** Work instructions **
Return every line in the records below that contains the word "wooden". Case counts, so match only lines where the word has that exact capitalization.

Entries from an annotation dataset:
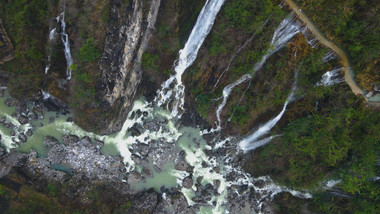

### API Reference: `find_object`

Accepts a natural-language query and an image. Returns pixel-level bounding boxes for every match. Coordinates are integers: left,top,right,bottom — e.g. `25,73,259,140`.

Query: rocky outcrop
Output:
97,0,161,133
0,19,14,64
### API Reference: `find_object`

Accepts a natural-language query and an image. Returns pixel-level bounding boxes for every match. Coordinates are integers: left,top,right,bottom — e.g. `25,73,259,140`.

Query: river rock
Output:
141,167,153,178
132,192,158,213
129,124,142,137
17,115,29,125
175,159,191,171
213,180,220,189
18,133,27,143
44,136,59,149
182,177,193,189
62,135,79,146
127,171,142,185
26,129,33,137
80,136,92,147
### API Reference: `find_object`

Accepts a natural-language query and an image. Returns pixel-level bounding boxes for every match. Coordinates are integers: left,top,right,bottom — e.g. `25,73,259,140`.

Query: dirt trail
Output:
284,0,364,96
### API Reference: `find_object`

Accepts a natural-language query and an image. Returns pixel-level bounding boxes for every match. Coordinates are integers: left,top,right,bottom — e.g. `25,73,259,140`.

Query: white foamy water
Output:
316,68,344,86
239,75,298,152
202,74,252,134
155,0,225,117
56,11,73,80
254,13,300,71
45,28,57,74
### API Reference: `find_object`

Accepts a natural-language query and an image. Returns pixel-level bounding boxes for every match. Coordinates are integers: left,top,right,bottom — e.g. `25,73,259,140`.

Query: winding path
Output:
284,0,365,97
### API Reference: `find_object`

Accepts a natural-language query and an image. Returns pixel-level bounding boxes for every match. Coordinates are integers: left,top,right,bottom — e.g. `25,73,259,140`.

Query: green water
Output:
18,112,68,157
134,162,177,192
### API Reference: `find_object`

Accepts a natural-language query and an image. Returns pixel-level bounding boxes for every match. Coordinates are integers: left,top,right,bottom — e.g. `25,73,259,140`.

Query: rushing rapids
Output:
316,68,344,86
0,0,326,213
156,0,224,117
239,72,298,152
56,6,73,80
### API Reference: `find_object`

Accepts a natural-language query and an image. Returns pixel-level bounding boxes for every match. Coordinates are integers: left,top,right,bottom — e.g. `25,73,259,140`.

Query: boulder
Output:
62,135,79,146
182,177,193,189
44,136,59,149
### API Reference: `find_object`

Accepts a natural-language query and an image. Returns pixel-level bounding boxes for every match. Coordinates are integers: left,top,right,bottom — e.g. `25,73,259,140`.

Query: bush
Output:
79,37,101,62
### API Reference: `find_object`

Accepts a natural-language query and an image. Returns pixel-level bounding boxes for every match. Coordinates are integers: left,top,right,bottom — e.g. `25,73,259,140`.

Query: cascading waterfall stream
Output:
0,0,320,213
155,0,225,117
201,74,252,134
239,71,298,152
56,9,73,80
316,68,344,86
205,13,300,134
212,19,269,92
45,28,57,74
254,13,301,71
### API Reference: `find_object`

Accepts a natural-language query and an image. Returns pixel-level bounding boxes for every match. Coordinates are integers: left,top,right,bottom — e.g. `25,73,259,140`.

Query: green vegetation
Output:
296,0,380,90
0,0,49,98
141,52,159,71
0,181,133,214
79,37,101,62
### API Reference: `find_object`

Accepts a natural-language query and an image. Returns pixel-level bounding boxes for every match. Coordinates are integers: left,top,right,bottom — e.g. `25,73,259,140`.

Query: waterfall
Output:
206,13,300,134
201,74,252,134
322,50,335,63
56,10,73,80
212,19,269,91
254,13,300,71
301,26,319,48
155,0,225,117
316,68,344,86
239,72,298,152
45,28,57,74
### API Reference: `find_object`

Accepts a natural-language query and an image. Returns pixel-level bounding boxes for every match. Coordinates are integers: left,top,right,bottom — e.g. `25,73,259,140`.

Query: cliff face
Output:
96,0,161,133
0,19,14,64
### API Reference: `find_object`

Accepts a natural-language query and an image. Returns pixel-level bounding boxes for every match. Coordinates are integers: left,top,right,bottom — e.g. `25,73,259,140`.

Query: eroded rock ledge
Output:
97,0,161,134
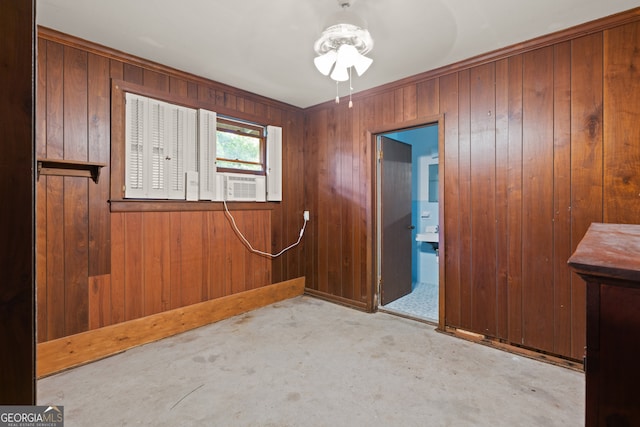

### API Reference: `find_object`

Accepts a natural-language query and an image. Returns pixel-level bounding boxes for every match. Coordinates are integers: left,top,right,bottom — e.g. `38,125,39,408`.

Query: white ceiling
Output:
36,0,638,108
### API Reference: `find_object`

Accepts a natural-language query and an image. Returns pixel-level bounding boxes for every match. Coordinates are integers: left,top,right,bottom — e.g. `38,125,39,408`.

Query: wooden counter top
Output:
568,223,640,282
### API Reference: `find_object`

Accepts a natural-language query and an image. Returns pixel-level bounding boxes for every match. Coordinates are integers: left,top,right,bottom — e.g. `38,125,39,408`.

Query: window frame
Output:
108,78,281,212
215,114,267,175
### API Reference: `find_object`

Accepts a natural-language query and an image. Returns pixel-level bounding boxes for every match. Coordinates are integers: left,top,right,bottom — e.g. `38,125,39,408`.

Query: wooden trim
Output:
436,326,584,372
304,7,640,112
36,277,305,378
109,199,279,212
37,159,106,184
304,288,371,312
37,25,300,110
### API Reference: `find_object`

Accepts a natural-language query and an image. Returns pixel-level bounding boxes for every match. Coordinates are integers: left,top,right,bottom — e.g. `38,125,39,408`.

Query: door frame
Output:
367,114,446,331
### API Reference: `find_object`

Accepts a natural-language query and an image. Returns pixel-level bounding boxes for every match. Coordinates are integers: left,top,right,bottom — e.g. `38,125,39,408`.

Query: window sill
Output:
109,199,279,212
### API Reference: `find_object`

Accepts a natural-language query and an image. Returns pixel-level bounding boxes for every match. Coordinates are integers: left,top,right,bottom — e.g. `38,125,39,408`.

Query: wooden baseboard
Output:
304,288,370,312
36,277,305,378
436,326,584,372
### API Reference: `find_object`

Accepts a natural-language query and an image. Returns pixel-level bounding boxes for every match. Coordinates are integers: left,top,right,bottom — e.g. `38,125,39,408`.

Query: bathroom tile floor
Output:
384,283,438,322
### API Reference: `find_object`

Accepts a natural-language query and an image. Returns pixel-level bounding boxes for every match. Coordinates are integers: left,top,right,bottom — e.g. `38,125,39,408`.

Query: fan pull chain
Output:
349,67,353,108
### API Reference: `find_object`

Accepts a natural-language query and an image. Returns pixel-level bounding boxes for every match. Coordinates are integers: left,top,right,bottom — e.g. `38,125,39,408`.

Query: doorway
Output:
376,123,440,324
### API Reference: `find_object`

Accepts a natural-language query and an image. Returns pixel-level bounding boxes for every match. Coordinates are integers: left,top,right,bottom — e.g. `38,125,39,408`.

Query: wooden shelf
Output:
38,159,106,183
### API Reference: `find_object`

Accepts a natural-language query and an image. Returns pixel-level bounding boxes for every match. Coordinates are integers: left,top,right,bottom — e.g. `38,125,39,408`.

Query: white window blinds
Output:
124,93,282,201
125,93,197,199
198,110,219,200
267,126,282,202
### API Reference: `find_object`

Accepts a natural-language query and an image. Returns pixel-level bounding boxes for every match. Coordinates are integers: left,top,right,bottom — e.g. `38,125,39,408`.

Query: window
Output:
125,93,197,199
123,92,282,201
216,117,266,175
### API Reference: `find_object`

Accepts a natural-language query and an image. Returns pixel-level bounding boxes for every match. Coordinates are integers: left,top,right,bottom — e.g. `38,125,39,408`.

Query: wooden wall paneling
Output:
522,47,553,351
123,212,145,320
58,47,89,335
440,73,461,325
227,211,249,294
570,33,609,359
244,99,256,114
142,212,171,316
469,63,497,337
350,103,364,304
553,42,572,355
180,211,203,306
324,104,348,296
324,105,348,296
87,54,111,276
313,109,335,293
169,212,182,309
336,103,359,300
358,97,377,309
63,177,89,335
604,22,640,224
169,76,189,98
122,62,144,85
375,90,396,125
187,82,198,99
278,112,308,283
205,211,228,299
224,93,238,110
252,211,272,289
495,59,509,340
507,55,523,344
238,210,256,291
393,88,404,123
201,211,218,301
222,213,240,295
44,42,64,159
35,39,47,342
0,0,37,402
45,176,65,340
402,85,418,122
416,78,440,117
458,70,474,330
110,212,127,324
109,59,124,80
88,274,111,330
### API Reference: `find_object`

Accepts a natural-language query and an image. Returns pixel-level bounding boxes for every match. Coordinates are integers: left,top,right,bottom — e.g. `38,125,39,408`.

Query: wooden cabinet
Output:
569,224,640,427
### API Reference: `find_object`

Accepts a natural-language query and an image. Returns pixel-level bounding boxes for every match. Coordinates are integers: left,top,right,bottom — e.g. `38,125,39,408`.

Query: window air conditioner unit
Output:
223,173,267,202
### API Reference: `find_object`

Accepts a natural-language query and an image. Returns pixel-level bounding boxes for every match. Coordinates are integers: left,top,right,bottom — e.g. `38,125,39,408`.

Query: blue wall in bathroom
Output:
385,125,439,290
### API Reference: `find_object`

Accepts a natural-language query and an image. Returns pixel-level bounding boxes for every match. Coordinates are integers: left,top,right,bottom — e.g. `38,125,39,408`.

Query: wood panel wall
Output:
304,9,640,360
0,0,36,405
36,28,304,342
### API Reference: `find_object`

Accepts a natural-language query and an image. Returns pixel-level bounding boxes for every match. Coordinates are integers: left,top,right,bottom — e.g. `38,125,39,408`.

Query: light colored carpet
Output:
38,296,584,427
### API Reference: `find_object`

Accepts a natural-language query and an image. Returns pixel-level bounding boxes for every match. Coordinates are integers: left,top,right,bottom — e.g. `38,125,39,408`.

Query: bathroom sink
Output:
416,232,439,243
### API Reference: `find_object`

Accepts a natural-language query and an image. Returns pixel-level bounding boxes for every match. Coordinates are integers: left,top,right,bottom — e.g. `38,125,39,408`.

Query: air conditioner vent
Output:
224,174,266,202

** Worked solution **
Query: wooden counter top
Query: wooden trim
Query: wooden baseboard
Query: wooden shelf
Query: wooden wall paneling
Query: wooden cabinet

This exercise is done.